What you have to do: Rewrite the items below with "instance" changed to "object" throughout, keeping every other line the same. Leave the pictures out of your version.

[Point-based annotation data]
####

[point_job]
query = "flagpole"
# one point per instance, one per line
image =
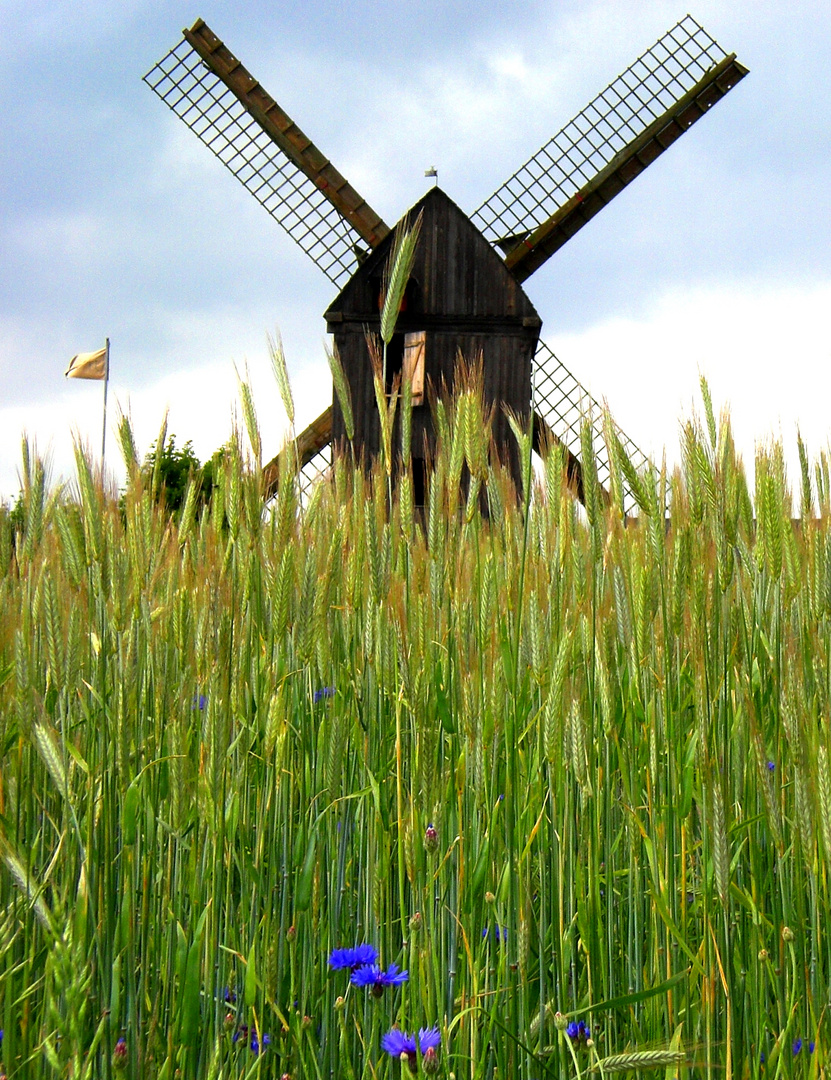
(106, 381)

####

Worked solution:
[point_job]
query = "flagpole"
# one point per object, one per line
image =
(106, 381)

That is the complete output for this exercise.